TASK DIRECTIONS >> Copy out the records that follow line for line, without altering a thing. Leave out the pictures.

[Some records]
_ _ _ _

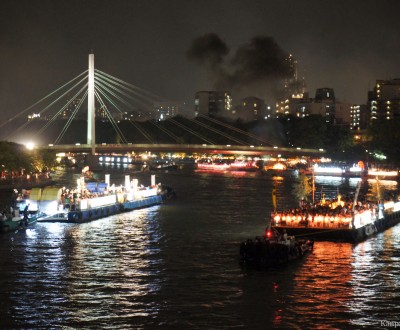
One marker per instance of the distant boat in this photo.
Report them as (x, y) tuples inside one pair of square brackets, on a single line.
[(271, 250), (334, 221), (92, 200), (16, 221)]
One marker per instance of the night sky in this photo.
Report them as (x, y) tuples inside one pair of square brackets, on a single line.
[(174, 48)]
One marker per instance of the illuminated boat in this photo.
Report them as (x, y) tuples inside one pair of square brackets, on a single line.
[(381, 173), (90, 201), (350, 227), (227, 165), (16, 222)]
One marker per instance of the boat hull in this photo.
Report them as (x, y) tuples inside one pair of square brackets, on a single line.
[(108, 210), (16, 224), (263, 253)]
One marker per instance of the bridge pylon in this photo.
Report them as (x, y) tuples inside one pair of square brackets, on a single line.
[(91, 137)]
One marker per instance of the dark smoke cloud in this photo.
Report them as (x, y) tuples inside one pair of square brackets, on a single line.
[(256, 68), (208, 49)]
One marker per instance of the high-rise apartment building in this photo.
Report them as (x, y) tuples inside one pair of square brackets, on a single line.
[(213, 103), (165, 110), (384, 100)]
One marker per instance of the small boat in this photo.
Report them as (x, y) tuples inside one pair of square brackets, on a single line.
[(17, 221), (273, 250)]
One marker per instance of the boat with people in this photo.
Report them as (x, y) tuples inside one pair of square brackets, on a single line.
[(273, 249), (13, 219), (93, 200), (338, 219)]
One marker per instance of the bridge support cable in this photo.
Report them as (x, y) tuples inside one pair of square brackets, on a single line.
[(255, 137), (99, 88), (59, 112), (104, 90), (66, 126), (110, 117), (191, 131), (229, 137), (131, 87), (101, 84), (142, 131), (141, 100), (42, 99), (49, 106), (170, 134)]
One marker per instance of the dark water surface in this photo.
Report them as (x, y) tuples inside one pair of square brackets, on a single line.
[(175, 266)]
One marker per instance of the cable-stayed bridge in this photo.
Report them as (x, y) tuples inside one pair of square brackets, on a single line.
[(117, 116)]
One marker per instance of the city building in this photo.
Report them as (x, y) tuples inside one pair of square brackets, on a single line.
[(165, 110), (213, 103), (384, 100), (359, 116), (251, 108)]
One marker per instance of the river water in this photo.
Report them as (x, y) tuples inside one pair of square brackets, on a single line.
[(175, 266)]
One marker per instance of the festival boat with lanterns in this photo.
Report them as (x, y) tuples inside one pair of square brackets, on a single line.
[(338, 220), (208, 164), (91, 200)]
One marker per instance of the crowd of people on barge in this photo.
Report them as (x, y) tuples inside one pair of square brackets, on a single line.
[(327, 214)]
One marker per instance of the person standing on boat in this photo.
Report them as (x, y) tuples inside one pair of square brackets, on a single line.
[(26, 213), (284, 236)]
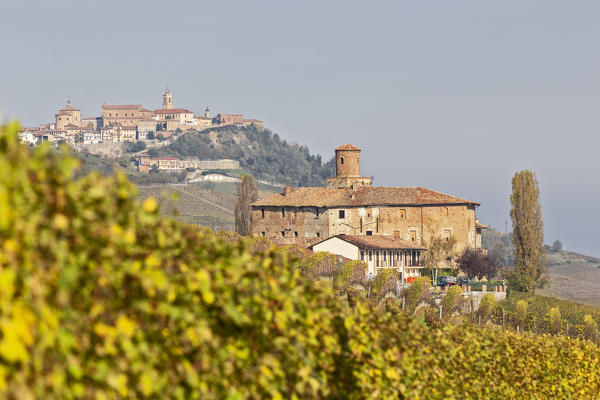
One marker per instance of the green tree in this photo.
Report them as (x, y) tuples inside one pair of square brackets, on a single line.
[(247, 194), (528, 232), (438, 255)]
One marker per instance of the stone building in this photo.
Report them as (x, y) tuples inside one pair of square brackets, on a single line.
[(67, 115), (349, 205), (126, 115), (235, 119), (378, 252)]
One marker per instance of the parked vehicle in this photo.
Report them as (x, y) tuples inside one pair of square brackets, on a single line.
[(447, 281)]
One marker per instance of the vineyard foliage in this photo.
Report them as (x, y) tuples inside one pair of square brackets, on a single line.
[(102, 298)]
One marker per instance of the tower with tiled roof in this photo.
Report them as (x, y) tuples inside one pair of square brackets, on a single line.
[(347, 168), (167, 100), (67, 115)]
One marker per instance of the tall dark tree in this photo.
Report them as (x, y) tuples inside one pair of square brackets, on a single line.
[(528, 232), (247, 194)]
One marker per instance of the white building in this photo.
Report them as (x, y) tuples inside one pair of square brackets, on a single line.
[(378, 252), (92, 137)]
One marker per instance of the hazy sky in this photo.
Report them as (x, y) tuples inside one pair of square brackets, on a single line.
[(454, 96)]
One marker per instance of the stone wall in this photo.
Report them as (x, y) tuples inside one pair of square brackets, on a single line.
[(303, 220)]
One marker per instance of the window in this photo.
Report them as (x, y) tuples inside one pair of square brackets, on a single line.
[(447, 234)]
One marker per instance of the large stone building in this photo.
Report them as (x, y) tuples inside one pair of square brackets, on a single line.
[(126, 115), (67, 115), (349, 205)]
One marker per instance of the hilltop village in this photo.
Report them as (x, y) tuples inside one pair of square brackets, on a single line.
[(120, 123)]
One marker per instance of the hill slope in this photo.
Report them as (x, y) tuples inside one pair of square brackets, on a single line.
[(259, 151)]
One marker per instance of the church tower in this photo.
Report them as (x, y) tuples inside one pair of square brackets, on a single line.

_ _ _ _

EXERCISE RESPONSE >>
One marker per instance of the distant boat in this photo.
Report them as (x, y) tuples inside one pair of square brackets, on a single line.
[(271, 250), (334, 221), (92, 200), (16, 221)]
One marker per instance of the night sky in this photo.
Report them as (x, y) tuples inside one pair of square brackets, on a single line.
[(174, 48)]
One marker per instance of the illuminated boat in this photo.
Report them as (x, y) tuples inside one pair of square brackets, on a single line.
[(381, 173), (90, 201), (350, 227), (227, 165), (16, 222)]
One marker per instance of the boat hull in this photo.
Report them as (x, y) tuples inside one pair of square brackets, on a single line.
[(108, 210), (16, 224), (263, 253)]
One marker per instance of the bridge pylon in this photo.
Report them as (x, y) tuples inside one pair of square brackets, on a single line.
[(91, 137)]
One marker per instance of the dark smoke cloud in this photo.
Report them as (x, y) tuples inside one pair of square brackets, on a single line.
[(256, 68), (208, 49)]
One marker per instance of the high-rise apartment building in this photo.
Report them as (x, y) tuples inside one pair of square brackets, on a single line.
[(213, 103), (165, 110), (384, 100)]
One marker per instance of the small boat in this photo.
Report them as (x, y) tuples inside one pair of square brackets, on a single line.
[(17, 221), (273, 250)]
One marker per instance of the boat with people in this photo.
Report them as (x, y) tuples inside one pair of square brackets, on a single line.
[(273, 249), (13, 219), (93, 200), (338, 219)]
One marker per instance of the bridge support cable in this photo.
Report them as (x, y) tuples inside one pair of square brackets, on a single line.
[(255, 137), (99, 88), (59, 112), (104, 90), (66, 126), (110, 117), (191, 131), (229, 137), (131, 87), (101, 84), (142, 131), (141, 100), (42, 99), (49, 106), (170, 134)]
One marker per instance of the dark water surface in this photo.
Report them as (x, y) tuples inside one pair of square brackets, on a single line.
[(175, 266)]
One marker per instance of the cable-stayed bridge in this photo.
Report them as (x, y) tuples inside one pair of square brackets, on a single line.
[(117, 116)]
One marker per instance of the city building in this photo.
Report them as (x, y) tuples inside one pair of square brackets, on a single line.
[(165, 110), (213, 103), (384, 100), (359, 116), (251, 108)]
One marker per instance of the river water in this photo.
Report them as (x, y) tuples inside one pair of square brackets, on a single line.
[(175, 266)]
One marker per instance of the festival boat with lanterns in this photo.
Report them as (x, y) tuples inside one pair of square brackets, on a single line.
[(338, 220), (208, 164), (91, 200)]
One marker per instance of the crowd of people on barge in this photo.
Report them as (x, y) tuples inside one pair of square brackets, on a single line.
[(327, 214)]
One marker per instance of the person standing on boat in this photo.
Report them as (x, y) tuples inside one pair of square brackets, on a single line.
[(26, 213), (284, 236)]
One marker per instance of the green tree in this photo.
Report them as (x, y) tuples inside one pair of square brackets, on a single line.
[(247, 194), (528, 232), (438, 255)]
One marker per instance of the stone building in this photo.
Report them as (x, y) tuples inside one pair of square brackets, on a single line.
[(67, 115), (349, 205), (126, 115), (235, 119), (378, 252)]
One marker per instance of the parked vehicle in this photo.
Report them as (x, y) tuples inside one pair of square brackets, on a single line.
[(447, 281)]
One marker per instance of the vineyard foliage in this photo.
Report them as (x, y) tuples inside one pair of square brackets, on a single line.
[(102, 298)]
One marker per instance of the tower with tiled roof in this photo.
Report them as (x, y) tuples inside one pair of square brackets, on a single line.
[(347, 168), (167, 100), (67, 115)]
One marker per instance of the tall dark tree in this photo.
Report them as (x, y) tuples inside one pair of square brackets, on a single line.
[(528, 232), (247, 194)]
One marker per instance of the white building in this photo.
Report them as (x, y) tuples inside one pair of square brackets, on a single line.
[(378, 252), (92, 137)]
One marker per instance of the hazy sky in this photo.
Report them as (x, y) tuples inside one pair of square brackets, on a single line.
[(454, 96)]
One marker per instance of the stone wall in this photo.
Report them as (x, y) tuples inside one pair of square brackets, on a single line.
[(303, 220)]
One marker per instance of the window in this photo.
Report them as (x, y) tuples inside one pair of square brackets, on a single line.
[(447, 234)]
One marker per instance of the large stone building in this photo.
Report them as (x, y) tuples inside one pair of square brackets, on a single line.
[(126, 115), (67, 115), (349, 205)]
One marker per instance of the hilltop village in this photo.
Report them as (x, y) tuples inside one pair of square brackets, on a single line.
[(120, 123)]
One marker per instance of the hill slope in this photo.
Report them as (x, y) tuples inside one pair of square brackets, on a single line.
[(259, 151)]
One marker per instance of the church tower in this photo.
Report them as (x, y) tuples inside one pair of square brackets, on a single line.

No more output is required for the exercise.